PROBLEM REQUIREMENTS - The entries are to be written out again with no differences.

Collected data
"""
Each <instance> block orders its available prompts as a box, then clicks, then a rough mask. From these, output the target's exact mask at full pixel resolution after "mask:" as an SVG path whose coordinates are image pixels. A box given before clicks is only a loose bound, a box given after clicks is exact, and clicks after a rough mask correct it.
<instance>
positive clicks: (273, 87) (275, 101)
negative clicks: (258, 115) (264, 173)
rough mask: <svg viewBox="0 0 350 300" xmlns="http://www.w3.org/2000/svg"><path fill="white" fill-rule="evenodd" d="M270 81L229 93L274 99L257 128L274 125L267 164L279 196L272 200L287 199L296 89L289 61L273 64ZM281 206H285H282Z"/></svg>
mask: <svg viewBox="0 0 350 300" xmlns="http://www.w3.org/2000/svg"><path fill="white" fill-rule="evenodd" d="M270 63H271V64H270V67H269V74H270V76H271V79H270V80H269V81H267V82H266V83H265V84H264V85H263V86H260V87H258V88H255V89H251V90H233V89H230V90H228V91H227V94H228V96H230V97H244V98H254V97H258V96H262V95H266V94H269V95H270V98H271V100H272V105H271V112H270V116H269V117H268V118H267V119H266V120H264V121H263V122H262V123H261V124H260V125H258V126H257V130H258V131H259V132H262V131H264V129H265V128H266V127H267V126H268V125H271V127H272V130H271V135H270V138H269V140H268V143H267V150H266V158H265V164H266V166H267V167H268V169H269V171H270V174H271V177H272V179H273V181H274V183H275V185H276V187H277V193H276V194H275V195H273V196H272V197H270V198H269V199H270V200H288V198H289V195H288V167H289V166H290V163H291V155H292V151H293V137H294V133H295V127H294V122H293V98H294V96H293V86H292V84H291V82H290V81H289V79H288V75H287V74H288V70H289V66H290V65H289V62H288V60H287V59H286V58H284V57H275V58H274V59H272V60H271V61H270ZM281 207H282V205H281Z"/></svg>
"""
SOLUTION TO THE EXERCISE -
Each <instance> block orders its available prompts as a box, then clicks, then a rough mask. From these, output the target's exact mask at full pixel resolution after "mask:" as an SVG path whose coordinates are image pixels. A box given before clicks is only a loose bound, a box given after clicks is exact, and clicks after a rough mask correct it.
<instance>
positive clicks: (273, 87) (275, 101)
negative clicks: (258, 115) (264, 173)
rough mask: <svg viewBox="0 0 350 300" xmlns="http://www.w3.org/2000/svg"><path fill="white" fill-rule="evenodd" d="M270 81L229 93L274 99L257 128L274 125L267 164L279 196L272 200L287 199L296 89L289 61L273 64ZM281 206H285H282Z"/></svg>
mask: <svg viewBox="0 0 350 300" xmlns="http://www.w3.org/2000/svg"><path fill="white" fill-rule="evenodd" d="M270 63H271V64H270V67H269V74H270V76H271V79H270V80H269V81H267V82H266V83H265V84H264V85H263V86H260V87H258V88H255V89H251V90H233V89H230V90H228V91H227V94H228V96H230V97H244V98H254V97H258V96H262V95H266V94H269V95H270V98H271V100H272V105H271V112H270V116H269V117H268V118H267V119H266V120H264V121H263V122H262V123H261V124H260V125H258V126H257V130H258V131H259V132H262V131H264V129H265V128H266V127H267V126H268V125H271V127H272V130H271V135H270V138H269V140H268V143H267V150H266V158H265V164H266V166H267V167H268V169H269V171H270V174H271V177H272V179H273V181H274V183H275V185H276V187H277V193H276V194H275V195H273V196H272V197H270V198H269V199H270V200H288V198H289V195H288V167H289V166H290V163H291V155H292V151H293V137H294V133H295V127H294V122H293V98H294V96H293V86H292V84H291V82H290V81H289V79H288V75H287V74H288V70H289V66H290V65H289V62H288V60H287V59H286V58H284V57H275V58H274V59H272V60H271V61H270ZM281 207H282V205H281Z"/></svg>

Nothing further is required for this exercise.